━━━━━ PASSAGE GIVEN
Most artistic production in the Middle Ages was collaborative and carried out in monasteries and in town-based workshops, meaning that many artists have remained anonymous. Yet nineteenth-century constructions of the artist as an inspired, singular, male personality have been mapped back onto the Middle Ages where scholars talk of different hands as “masters.” Thus, historiographical tendencies as well as the lack of primary evidence make it difficult to discern women’s roles as creators of images. Figures such as Hildegard of Bingen and Christine de Pizan who were involved in the production and dissemination of their own works are often cited as exceptions to the rule, yet we should not overlook other instances where women may have produced works of art, even if we do not know their names: the female embroiderers of the Bayeux Tapestry discussed here are a case in point.

It is often much easier to discuss women’s roles as consumers and patrons of art objects, although the evidence is heavily biased toward aristocratic women whose positions of wealth and power mean that their names and their commissions have been preserved for posterity. Women such as Blanche of Castile and Isabeau of Bavaria, who were at times invested with the authority to govern the kingdom of France, had themselves depicted in manuscripts, sculpture, and stained glass. Although aristocratic women were often pawns on the marriage market, the sumptuous images that they had created of themselves as counselors, patrons, and rulers nevertheless testify to the power they could exercise on both political and artistic levels.

In addition to personal commissions, other art objects such as books of hours, birth trays, and carved ivories were also produced with women in mind or gained particular popularity among groups of female viewers. Books of hours bear witness to women’s devotional interests—particularly the importance of saints like St. Margaret, patron saint of childbearing—and often became treasured objects in themselves. Similarly, carved ivory combs and mirror backs usually depicted secular scenes drawn from the literature of courtly love, manuscript copies of which were also popular among female readers.
━━━━━━━━━━
━━━━━ DATA EXCERPTS
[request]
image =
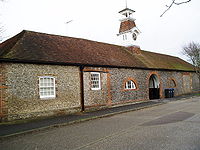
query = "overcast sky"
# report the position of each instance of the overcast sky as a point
(98, 20)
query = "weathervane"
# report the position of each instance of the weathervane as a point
(126, 3)
(67, 22)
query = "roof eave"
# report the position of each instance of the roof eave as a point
(86, 65)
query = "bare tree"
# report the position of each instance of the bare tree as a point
(1, 33)
(192, 51)
(174, 2)
(1, 29)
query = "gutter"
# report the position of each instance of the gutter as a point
(82, 88)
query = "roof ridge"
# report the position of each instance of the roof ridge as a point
(51, 34)
(160, 54)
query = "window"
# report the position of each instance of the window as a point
(95, 81)
(47, 87)
(130, 85)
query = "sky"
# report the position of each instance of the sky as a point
(98, 20)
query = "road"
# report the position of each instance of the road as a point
(172, 126)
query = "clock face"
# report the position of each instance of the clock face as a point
(134, 36)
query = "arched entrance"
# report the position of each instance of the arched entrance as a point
(154, 87)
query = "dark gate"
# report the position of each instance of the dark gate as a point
(154, 93)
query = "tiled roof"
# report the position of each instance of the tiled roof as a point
(35, 47)
(126, 25)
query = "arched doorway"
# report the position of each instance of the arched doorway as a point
(154, 87)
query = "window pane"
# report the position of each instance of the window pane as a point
(47, 87)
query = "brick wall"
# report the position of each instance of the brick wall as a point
(3, 102)
(23, 90)
(21, 97)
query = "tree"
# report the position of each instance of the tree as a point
(174, 2)
(1, 33)
(1, 29)
(192, 51)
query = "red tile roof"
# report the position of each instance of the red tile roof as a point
(35, 47)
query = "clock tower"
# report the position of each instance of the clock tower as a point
(128, 31)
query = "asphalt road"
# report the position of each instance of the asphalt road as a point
(171, 126)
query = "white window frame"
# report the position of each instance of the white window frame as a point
(47, 86)
(98, 82)
(132, 84)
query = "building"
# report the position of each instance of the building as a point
(44, 75)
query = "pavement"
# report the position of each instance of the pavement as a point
(19, 128)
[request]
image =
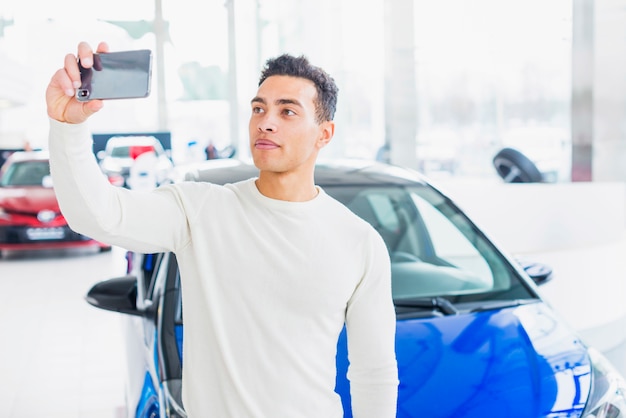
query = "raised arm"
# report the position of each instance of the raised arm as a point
(139, 221)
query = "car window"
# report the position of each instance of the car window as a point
(26, 173)
(149, 268)
(434, 249)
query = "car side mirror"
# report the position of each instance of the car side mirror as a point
(540, 273)
(118, 295)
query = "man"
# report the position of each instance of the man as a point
(271, 267)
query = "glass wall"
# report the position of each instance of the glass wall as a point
(488, 73)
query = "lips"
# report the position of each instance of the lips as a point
(265, 144)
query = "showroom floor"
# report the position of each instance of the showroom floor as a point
(59, 357)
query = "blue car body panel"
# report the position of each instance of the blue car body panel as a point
(513, 362)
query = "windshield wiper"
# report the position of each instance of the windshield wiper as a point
(438, 303)
(501, 304)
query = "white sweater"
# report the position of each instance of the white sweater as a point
(267, 287)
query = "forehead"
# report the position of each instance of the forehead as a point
(281, 87)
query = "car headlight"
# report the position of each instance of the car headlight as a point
(607, 398)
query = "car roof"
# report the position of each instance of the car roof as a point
(131, 140)
(18, 156)
(343, 172)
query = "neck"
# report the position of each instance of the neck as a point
(285, 186)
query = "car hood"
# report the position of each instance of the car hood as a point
(28, 199)
(514, 362)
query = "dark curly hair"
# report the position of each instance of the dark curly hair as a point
(327, 90)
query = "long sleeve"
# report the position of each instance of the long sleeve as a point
(371, 326)
(140, 221)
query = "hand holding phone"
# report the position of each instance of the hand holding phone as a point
(116, 75)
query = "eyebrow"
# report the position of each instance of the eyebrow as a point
(261, 100)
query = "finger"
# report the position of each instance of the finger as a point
(85, 54)
(72, 72)
(102, 47)
(64, 81)
(93, 106)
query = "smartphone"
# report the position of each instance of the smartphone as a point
(116, 75)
━━━━━━━━━━
> **TO-DO LIST**
1) In the passage on women in medieval art, which saint is named as the patron saint of childbearing?
2) How many lines of the records contain the string "long"? Treat uppercase and lowercase letters as different, and give only the number.
The passage on women in medieval art and the records are unrelated materials.

> **RESPONSE LIST**
1) St. Margaret.

2) 2